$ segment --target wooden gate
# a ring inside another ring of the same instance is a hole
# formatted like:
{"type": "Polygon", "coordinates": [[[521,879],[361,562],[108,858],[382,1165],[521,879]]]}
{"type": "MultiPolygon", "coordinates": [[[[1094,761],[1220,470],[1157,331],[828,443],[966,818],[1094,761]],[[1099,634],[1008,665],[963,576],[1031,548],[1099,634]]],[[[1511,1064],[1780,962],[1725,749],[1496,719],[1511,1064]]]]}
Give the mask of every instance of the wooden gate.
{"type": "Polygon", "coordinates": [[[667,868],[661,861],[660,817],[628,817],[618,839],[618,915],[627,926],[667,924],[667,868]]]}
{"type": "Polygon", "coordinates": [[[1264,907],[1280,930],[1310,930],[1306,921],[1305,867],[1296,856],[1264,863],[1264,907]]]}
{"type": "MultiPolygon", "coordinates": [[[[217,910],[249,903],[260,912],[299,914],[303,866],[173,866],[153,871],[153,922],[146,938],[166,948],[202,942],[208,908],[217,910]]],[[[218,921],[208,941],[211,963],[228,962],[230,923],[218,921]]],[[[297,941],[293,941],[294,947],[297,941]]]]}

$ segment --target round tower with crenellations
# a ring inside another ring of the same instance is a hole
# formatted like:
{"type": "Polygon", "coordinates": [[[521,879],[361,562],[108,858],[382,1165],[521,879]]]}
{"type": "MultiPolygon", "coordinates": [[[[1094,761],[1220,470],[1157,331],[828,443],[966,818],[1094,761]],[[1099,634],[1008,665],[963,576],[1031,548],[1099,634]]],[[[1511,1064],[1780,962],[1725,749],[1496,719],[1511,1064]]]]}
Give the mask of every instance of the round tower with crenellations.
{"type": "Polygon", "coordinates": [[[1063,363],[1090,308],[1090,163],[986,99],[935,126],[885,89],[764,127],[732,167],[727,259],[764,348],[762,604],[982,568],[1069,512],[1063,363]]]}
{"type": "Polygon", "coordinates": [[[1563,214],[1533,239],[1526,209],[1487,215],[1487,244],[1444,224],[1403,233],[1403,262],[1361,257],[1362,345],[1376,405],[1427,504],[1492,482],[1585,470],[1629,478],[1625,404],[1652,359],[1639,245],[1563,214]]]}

######

_EXERCISE GOAL_. Look for the line with "--target round tower with crenellations" in the records above. Repeat it and each line after it exactly.

_WRITTEN RESPONSE_.
$ segment --target round tower with crenellations
# a ring inside another ring of the same instance is a hole
# formatted like:
{"type": "Polygon", "coordinates": [[[521,879],[361,562],[108,858],[382,1165],[521,879]]]}
{"type": "MultiPolygon", "coordinates": [[[[1094,761],[1220,470],[1157,331],[828,443],[966,818],[1094,761]],[[1099,634],[1008,665],[963,576],[1031,548],[1099,634]]],[[[1511,1064],[1780,962],[1725,749],[1496,719],[1511,1064]]]]}
Give the mask of every instance of the round tower with crenellations.
{"type": "Polygon", "coordinates": [[[1063,363],[1090,308],[1090,163],[986,99],[935,126],[885,89],[764,127],[732,167],[727,259],[764,348],[762,604],[982,568],[1069,512],[1063,363]]]}
{"type": "Polygon", "coordinates": [[[1563,214],[1533,239],[1526,209],[1487,215],[1487,244],[1444,224],[1403,233],[1403,262],[1361,257],[1362,345],[1376,405],[1427,504],[1492,482],[1585,470],[1629,478],[1625,404],[1652,359],[1639,245],[1563,214]]]}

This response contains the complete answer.